:: WHAT IS EXPECTED ::
Select, from the material below, each line with "rose" in it.

:: RECORDS SHOWN ::
* * * * * * * * *
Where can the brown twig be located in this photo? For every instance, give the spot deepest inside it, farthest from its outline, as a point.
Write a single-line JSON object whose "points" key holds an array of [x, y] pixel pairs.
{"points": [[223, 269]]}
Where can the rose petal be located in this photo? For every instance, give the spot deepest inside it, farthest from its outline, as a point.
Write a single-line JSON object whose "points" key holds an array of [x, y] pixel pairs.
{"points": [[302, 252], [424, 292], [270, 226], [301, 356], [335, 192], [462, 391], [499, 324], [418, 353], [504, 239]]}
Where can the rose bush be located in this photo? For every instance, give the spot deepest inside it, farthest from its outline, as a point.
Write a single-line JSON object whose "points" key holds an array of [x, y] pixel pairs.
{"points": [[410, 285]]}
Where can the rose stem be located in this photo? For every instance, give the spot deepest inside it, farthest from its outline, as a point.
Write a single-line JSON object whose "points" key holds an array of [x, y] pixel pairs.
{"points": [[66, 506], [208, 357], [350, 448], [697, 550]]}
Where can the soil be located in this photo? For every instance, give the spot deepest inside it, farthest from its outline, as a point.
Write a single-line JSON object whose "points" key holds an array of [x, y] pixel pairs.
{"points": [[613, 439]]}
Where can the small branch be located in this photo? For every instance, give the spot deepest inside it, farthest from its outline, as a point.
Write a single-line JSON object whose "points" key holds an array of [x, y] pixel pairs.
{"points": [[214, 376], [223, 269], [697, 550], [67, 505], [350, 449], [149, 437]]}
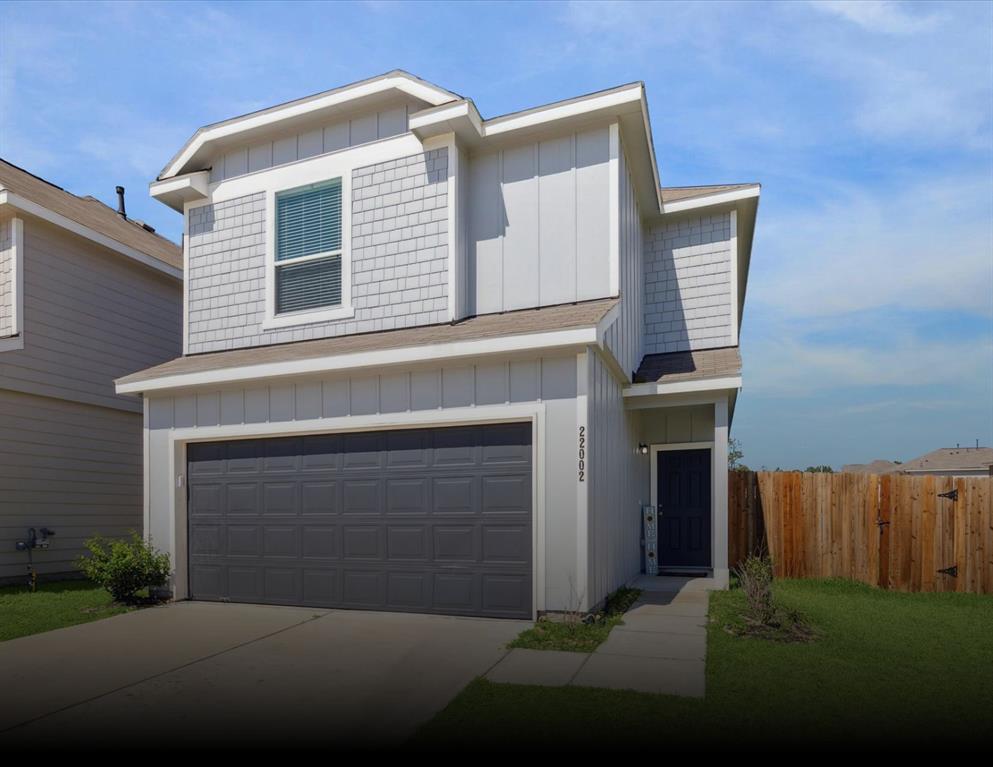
* * * * * * * * *
:: TASK ANSWER ::
Where can the rose petal be located in this photo? For every instance, give the spot deepest inside it, farthest from its outline, as a point.
Where can the rose bush be located in this photo? For every instance, give the spot deepest inside it, farthest from its outline, as a point.
Where can the rose stem be located in this photo? For every instance, give the spot deepest inside it, farthest from its outline, as a point.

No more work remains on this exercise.